(WHAT TO WORK ON) Write out again every line from the one containing "Screen reader assistance — describe where the road" through the last line, requests included, and shift each bounding-box coordinate in the answers by adding 54 to it.

(DATASET RECORDS)

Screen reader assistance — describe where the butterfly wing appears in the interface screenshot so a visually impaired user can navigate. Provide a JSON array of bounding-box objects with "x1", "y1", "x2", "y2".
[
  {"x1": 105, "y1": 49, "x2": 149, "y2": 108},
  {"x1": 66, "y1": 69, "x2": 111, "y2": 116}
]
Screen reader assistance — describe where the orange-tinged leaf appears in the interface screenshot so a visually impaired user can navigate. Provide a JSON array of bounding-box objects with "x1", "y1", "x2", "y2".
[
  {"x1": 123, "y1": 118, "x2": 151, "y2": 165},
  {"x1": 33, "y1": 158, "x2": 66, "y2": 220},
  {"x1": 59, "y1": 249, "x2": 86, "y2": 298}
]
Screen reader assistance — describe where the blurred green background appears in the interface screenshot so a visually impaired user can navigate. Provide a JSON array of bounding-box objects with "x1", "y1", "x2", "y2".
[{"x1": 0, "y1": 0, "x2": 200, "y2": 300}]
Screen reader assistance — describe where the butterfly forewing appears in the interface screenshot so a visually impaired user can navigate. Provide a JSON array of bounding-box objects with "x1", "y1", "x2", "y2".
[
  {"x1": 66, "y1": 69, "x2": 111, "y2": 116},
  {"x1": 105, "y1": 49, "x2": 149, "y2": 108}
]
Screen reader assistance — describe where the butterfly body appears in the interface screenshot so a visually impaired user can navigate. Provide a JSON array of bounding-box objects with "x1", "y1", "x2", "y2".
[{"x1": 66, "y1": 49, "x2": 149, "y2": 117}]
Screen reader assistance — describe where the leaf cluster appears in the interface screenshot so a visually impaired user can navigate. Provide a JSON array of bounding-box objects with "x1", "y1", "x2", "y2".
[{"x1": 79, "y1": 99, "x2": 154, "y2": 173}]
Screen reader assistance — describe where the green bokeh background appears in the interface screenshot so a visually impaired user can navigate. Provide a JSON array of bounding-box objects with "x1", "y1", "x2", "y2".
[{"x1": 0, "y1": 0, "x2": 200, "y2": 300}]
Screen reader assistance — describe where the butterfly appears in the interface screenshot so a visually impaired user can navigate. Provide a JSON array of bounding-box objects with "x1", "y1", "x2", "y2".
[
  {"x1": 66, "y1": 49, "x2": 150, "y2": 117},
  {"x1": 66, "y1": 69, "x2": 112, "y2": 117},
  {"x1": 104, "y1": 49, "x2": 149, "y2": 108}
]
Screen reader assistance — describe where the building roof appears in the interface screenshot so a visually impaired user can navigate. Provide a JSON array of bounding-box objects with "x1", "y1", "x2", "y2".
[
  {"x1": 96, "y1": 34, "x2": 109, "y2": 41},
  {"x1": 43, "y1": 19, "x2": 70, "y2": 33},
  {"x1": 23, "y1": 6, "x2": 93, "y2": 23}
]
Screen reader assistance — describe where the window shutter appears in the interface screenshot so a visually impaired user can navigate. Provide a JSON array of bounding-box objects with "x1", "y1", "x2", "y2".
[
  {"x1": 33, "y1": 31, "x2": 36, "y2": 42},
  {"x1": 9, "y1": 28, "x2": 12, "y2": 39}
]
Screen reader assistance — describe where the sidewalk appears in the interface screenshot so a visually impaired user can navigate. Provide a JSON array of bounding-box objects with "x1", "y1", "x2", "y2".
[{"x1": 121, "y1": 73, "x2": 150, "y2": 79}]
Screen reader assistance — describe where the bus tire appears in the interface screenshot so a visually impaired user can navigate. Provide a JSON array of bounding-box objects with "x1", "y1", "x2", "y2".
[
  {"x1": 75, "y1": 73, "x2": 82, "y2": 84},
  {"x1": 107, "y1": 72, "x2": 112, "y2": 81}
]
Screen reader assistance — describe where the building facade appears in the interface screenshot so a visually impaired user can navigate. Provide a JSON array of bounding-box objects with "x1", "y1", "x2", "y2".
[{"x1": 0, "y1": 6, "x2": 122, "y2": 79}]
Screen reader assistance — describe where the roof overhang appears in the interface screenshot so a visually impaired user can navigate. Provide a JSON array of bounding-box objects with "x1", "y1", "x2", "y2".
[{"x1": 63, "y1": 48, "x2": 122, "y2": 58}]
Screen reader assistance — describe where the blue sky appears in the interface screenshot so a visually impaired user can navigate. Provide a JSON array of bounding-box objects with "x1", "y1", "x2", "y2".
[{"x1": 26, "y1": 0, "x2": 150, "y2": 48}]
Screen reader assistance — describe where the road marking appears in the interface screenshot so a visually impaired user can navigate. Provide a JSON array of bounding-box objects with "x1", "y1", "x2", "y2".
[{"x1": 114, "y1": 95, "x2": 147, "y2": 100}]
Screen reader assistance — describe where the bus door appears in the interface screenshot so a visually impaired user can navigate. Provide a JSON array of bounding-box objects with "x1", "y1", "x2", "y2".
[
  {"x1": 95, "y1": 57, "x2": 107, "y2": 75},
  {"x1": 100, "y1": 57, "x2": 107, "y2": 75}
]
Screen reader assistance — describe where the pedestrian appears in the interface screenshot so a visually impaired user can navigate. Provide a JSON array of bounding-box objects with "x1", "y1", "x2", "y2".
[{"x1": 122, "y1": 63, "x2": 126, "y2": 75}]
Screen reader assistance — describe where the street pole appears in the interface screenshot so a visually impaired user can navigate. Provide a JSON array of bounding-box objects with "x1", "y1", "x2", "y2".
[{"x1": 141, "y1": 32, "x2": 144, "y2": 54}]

(FINAL ANSWER)
Screen reader assistance — describe where the road marking appears in the interface screenshot so a visually impaired user can navigate. Provide a JSON array of bounding-box objects with "x1", "y1", "x2", "y2".
[{"x1": 168, "y1": 149, "x2": 201, "y2": 154}]
Screen reader assistance — describe where the bus door appears in the interface screenshot so a visually impaired user can navigate. Provide a JSON array of bounding-box objects with "x1", "y1", "x2", "y2".
[
  {"x1": 149, "y1": 111, "x2": 161, "y2": 129},
  {"x1": 154, "y1": 111, "x2": 161, "y2": 129}
]
Screen reader assistance — describe where the pedestrian appears in the interface screenshot so a visually impaired user can navigate. Provide a JSON array of bounding-box objects with "x1", "y1", "x2", "y2".
[{"x1": 176, "y1": 117, "x2": 180, "y2": 129}]
Screen reader assistance — describe where the street pole appears in the interface screenshot so a visually impaired user can navigate. Provide a JSON array of bounding-box objects with "x1", "y1", "x2", "y2".
[{"x1": 195, "y1": 86, "x2": 198, "y2": 108}]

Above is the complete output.